[Stored items]
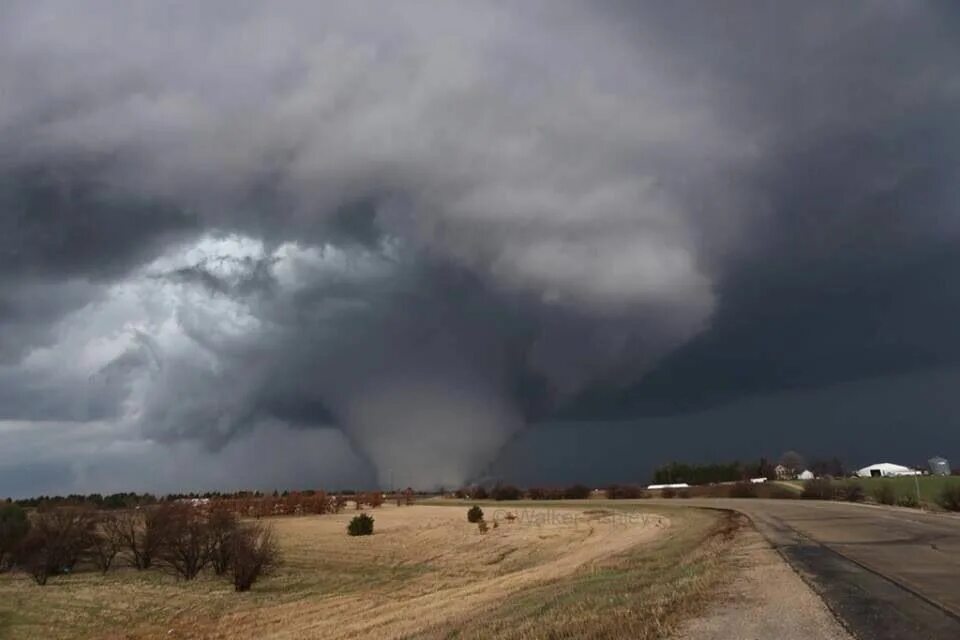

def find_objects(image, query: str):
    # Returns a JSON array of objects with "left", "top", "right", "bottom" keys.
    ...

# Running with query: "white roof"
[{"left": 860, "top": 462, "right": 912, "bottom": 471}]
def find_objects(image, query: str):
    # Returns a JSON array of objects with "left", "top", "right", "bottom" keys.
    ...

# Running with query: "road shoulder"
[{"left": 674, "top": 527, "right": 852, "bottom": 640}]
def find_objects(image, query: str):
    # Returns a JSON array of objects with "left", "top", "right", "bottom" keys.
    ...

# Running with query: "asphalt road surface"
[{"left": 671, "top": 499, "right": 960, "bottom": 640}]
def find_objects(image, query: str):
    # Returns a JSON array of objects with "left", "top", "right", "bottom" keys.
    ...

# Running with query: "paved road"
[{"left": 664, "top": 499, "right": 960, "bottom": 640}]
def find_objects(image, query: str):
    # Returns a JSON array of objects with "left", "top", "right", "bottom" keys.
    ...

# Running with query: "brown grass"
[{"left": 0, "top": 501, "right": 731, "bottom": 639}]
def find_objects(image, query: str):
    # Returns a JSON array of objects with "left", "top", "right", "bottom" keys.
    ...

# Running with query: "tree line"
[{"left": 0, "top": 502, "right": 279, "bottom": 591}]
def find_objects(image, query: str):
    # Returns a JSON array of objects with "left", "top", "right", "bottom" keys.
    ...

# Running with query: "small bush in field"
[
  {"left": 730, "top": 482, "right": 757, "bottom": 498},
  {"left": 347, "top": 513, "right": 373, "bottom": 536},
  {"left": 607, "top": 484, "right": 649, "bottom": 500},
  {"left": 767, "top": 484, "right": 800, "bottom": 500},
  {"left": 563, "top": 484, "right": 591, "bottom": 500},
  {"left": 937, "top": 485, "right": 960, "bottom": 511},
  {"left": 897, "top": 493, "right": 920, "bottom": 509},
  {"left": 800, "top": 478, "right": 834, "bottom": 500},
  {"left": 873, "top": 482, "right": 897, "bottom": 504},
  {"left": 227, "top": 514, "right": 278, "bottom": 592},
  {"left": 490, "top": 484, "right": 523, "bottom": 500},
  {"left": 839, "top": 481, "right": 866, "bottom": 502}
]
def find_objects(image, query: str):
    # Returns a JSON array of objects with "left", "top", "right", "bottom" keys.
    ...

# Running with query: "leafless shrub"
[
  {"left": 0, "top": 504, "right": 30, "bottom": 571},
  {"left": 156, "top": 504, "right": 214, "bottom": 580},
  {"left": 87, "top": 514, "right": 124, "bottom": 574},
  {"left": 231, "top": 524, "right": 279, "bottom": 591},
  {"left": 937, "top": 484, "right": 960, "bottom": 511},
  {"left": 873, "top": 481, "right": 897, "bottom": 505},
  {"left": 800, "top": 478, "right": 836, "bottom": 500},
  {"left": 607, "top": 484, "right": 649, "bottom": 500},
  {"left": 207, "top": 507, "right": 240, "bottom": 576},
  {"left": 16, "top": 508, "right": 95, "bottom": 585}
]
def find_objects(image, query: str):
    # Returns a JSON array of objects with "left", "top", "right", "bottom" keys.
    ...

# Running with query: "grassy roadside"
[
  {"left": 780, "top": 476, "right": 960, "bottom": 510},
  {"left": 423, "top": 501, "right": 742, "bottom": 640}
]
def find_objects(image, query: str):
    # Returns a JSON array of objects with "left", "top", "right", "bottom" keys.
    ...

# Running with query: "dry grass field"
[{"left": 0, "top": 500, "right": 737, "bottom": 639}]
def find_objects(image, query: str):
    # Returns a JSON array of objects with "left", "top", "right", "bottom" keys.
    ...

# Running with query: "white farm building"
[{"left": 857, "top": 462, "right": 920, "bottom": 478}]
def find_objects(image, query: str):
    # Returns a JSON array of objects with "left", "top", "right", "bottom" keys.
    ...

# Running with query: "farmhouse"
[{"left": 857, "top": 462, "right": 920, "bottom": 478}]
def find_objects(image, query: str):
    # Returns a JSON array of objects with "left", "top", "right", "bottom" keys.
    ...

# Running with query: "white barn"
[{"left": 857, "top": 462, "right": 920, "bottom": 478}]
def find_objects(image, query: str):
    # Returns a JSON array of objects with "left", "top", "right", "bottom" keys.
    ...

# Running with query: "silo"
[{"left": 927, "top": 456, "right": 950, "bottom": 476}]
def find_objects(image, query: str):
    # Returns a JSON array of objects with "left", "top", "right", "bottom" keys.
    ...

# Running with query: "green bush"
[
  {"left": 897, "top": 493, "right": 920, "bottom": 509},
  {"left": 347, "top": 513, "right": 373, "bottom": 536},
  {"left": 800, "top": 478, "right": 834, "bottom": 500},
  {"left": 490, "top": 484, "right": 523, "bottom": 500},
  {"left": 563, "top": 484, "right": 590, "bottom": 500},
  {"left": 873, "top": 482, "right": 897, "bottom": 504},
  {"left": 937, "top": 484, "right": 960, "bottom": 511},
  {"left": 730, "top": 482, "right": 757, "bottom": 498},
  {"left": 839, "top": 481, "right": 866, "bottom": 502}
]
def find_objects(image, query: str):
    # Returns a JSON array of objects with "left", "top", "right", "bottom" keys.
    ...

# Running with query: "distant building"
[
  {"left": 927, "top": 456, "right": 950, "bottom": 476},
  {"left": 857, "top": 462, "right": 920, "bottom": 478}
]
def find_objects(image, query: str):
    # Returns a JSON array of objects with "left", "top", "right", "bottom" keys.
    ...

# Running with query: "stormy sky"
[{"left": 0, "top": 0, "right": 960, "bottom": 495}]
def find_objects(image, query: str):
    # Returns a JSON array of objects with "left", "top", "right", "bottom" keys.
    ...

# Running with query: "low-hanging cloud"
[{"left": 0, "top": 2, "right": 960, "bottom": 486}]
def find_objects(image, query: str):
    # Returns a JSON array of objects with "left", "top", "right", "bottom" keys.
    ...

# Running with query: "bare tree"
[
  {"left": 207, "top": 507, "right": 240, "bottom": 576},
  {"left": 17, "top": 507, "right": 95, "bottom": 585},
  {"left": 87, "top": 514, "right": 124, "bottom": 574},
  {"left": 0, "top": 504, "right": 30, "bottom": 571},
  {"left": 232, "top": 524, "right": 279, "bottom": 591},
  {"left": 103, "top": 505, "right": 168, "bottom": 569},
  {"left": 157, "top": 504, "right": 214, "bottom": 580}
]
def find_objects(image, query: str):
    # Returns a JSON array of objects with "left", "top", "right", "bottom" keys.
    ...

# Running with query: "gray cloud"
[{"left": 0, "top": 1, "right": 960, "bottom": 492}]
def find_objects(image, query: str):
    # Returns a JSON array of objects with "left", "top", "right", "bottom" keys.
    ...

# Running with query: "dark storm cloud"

**What you should do:**
Please identify every line in the entries above that contains the word "building" and copy each of those lines.

**Finished answer:**
# Running with query: "white farm building"
# Running with query: "distant building"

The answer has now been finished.